THE RECORDS:
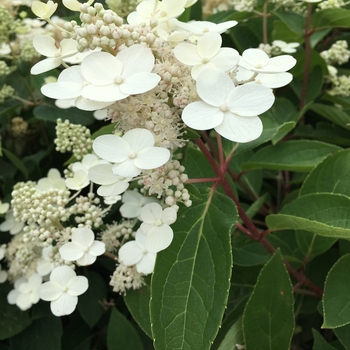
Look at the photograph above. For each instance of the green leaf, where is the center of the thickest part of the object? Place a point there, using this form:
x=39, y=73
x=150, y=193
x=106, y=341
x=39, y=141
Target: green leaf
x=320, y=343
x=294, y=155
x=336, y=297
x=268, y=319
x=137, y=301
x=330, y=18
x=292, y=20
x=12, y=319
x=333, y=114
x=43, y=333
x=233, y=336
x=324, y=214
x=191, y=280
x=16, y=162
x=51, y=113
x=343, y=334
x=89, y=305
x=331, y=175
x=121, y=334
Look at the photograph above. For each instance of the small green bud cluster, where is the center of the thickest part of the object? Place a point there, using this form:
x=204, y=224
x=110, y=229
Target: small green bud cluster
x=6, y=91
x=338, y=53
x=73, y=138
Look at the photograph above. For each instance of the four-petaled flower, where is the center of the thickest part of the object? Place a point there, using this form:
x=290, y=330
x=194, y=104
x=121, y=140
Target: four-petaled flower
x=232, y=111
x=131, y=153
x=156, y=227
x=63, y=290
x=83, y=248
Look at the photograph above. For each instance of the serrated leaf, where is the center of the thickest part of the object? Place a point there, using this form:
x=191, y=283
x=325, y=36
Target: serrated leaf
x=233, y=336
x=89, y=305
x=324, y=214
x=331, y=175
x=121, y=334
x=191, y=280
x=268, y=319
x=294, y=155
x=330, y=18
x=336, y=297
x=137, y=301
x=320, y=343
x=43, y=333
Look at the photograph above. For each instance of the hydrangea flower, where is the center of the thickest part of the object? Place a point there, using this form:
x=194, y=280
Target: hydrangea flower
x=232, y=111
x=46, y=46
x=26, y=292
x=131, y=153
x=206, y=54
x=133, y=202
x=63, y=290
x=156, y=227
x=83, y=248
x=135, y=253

* * *

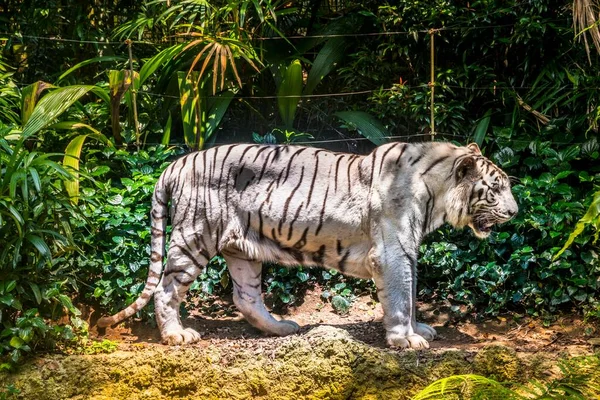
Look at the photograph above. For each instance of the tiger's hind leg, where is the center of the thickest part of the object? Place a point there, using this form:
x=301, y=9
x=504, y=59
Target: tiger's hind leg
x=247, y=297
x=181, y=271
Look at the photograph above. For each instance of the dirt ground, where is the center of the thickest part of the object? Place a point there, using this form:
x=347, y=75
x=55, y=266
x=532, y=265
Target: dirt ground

WHAT IS NEEDED: Your answer should be the exact lines above from the one with "Look at the photograph above. For each instance of the green" through the one with "x=39, y=141", both included, and nothing besides.

EXERCISE OUTPUT:
Look at the photograph above. For each instance of the green leaf, where is the center of the thickest part of the object? Place a point there, using this form:
x=39, y=73
x=150, y=193
x=106, y=341
x=39, y=141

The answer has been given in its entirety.